Document text ->
Truth be told, it's really hard to talk about these things because of how many different actors contribute a game. Let's try to use the principle of charity when interpreting each other's posts.
Basically, when I say it's stakes are "drunk" I mean how devastating the mistake is is all over the place. Not quite scouting the back corner of the third can mean you miss the proxy and lose the game in one instance, and sacking your whole army (poorly engaging to that it is not cost efficient) can be no big deal. It's extremely dependent on how the game has progressed. So I don't even think SC2 is a good example of an escalating states model, since in order for to be escalating must have some consistency.

Direction -> How would the post about SC2's inconsistent stakes go on? Write the next part, starting right after its final sentence. The records below come from a separate source.

Excerpted records ->
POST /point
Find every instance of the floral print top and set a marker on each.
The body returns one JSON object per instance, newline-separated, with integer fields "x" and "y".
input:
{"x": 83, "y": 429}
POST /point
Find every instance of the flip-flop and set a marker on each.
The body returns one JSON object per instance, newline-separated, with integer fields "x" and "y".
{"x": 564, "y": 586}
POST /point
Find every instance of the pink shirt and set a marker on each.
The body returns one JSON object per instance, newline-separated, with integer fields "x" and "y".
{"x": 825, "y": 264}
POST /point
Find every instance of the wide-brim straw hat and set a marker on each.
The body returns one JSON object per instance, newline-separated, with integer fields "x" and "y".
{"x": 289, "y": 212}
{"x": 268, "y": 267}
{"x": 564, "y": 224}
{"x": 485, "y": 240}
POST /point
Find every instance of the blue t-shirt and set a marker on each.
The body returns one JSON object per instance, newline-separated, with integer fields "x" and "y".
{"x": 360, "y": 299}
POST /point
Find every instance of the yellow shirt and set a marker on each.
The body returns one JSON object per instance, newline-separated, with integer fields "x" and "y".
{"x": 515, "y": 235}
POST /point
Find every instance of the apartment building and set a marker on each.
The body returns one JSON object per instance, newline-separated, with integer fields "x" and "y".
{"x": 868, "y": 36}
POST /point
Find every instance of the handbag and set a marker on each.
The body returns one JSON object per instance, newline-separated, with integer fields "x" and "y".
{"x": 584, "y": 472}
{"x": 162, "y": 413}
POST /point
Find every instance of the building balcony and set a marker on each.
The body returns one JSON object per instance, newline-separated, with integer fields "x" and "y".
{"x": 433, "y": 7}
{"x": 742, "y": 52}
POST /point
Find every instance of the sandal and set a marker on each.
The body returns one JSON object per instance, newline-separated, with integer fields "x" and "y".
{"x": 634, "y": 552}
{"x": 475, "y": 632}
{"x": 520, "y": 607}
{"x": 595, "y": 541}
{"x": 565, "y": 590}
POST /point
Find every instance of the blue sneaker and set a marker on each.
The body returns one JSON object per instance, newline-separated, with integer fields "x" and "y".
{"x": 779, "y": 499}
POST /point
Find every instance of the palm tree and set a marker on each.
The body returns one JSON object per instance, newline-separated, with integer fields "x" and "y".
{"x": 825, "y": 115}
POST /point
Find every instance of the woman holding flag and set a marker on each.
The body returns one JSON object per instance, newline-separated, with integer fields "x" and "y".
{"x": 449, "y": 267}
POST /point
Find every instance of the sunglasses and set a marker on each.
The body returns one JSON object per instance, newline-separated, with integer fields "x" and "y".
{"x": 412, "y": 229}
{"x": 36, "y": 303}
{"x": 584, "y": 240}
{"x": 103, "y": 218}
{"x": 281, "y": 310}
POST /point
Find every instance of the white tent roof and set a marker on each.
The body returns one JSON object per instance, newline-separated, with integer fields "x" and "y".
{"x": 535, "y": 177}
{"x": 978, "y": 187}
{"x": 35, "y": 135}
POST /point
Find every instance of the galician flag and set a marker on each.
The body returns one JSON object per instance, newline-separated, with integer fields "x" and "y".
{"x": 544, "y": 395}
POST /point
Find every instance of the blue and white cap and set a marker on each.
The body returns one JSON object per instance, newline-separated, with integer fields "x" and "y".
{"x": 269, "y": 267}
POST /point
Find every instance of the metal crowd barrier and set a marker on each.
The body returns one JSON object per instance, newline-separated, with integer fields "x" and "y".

Answer to this task ->
A want to emphasize, I do not think League of Legends is a perfect game, far from it. I just think it does things very different from SC2, some good, others bad. This makes a great point of contrast and is the reason I keep referring to it, not because I think it's perfect. That said, what League of Legends has is a homogenizing factor, that is an element that consistently limits the devastation of mistakes in the game. Two things that create this factor: 1) the cost of the mistake is losing XP and giving the opponent Gold. This is a relatively consistent loss, where SC2's early game losses can be anywhere from snow-ball inducing to game-ending. The reason it's not game-ending is because 2) Turrets. These prevent deponent from achieving the victory condition immediately, insuring multiple engagements. They are a buffer. To make a metaphor, if achieving victory is the equivalent of climbing a cliff, in Starcraft II there is no mechanic preventing you from strapping on a jet pack and find the top, if properly executed. In LoL, both teams must climb the cliff, a handhold at a time. This buffer falls away as the game progresses, and champions can challenge turrets. In this way, the stakes of each action increases because you can swiftly lose your buffer.
That said, I suspect there are better factors for homogenizing the effective mistakes to a more crowd-pleasing intensity curved. And of course, once you factor in player skill, then you have the extreme snowball effect which counteracts this. Can you imagine LoL without the effect of turrets, though? One death in an early lane and you could lose your nexus.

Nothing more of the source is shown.